#### EXERCISE
The lines from the one with "Would you point out the man's hair" through the last line below are to be copied exactly; no other lines are to be returned.

(Natural language region descriptions)
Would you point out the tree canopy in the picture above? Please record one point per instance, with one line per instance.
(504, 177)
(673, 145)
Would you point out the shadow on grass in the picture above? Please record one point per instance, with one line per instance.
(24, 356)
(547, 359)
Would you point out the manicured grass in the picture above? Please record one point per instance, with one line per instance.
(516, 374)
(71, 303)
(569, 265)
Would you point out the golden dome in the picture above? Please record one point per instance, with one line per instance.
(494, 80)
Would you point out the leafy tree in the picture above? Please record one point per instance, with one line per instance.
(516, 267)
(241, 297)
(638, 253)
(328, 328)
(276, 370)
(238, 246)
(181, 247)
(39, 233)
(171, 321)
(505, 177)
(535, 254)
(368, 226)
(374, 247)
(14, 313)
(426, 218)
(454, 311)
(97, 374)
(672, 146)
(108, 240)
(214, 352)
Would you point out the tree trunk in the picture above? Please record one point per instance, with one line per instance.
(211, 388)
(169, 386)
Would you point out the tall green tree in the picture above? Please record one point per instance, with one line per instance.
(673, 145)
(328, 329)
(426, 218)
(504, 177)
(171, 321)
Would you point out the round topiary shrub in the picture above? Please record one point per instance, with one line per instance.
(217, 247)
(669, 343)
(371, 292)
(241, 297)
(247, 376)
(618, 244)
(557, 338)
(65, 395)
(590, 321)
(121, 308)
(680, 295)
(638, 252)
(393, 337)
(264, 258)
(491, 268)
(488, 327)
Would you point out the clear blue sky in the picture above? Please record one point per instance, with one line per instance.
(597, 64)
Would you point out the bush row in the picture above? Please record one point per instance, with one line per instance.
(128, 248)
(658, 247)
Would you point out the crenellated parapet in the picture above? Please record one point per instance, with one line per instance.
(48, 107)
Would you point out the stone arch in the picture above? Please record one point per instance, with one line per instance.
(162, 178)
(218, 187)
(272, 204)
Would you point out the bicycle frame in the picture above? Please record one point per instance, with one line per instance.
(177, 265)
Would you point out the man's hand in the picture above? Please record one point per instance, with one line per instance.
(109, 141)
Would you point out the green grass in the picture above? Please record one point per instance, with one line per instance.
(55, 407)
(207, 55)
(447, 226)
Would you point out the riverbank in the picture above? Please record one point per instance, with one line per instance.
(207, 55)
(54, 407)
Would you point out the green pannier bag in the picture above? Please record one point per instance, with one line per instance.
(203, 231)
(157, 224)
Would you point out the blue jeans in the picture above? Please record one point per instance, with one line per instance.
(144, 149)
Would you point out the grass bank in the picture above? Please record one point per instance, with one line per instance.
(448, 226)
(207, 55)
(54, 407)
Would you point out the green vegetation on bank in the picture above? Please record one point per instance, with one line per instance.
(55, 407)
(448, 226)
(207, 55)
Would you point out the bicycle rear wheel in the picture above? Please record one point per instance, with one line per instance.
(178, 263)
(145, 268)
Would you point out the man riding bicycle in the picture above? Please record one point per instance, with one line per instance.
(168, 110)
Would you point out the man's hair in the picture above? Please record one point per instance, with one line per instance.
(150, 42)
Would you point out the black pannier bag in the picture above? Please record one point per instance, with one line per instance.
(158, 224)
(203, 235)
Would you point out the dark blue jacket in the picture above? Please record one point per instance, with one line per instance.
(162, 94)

#### RESPONSE FOR THIS EXERCISE
Would you point out the man's hair in the picture above? Please record one point per instance, with one line per instance.
(150, 42)
Would you point out the black pannier bag in the picture above? Please record one point per instance, with one line per instance.
(158, 224)
(203, 235)
Would you point out the dark blue jacket in the picture above? Please record one point per instance, with one line per instance.
(162, 94)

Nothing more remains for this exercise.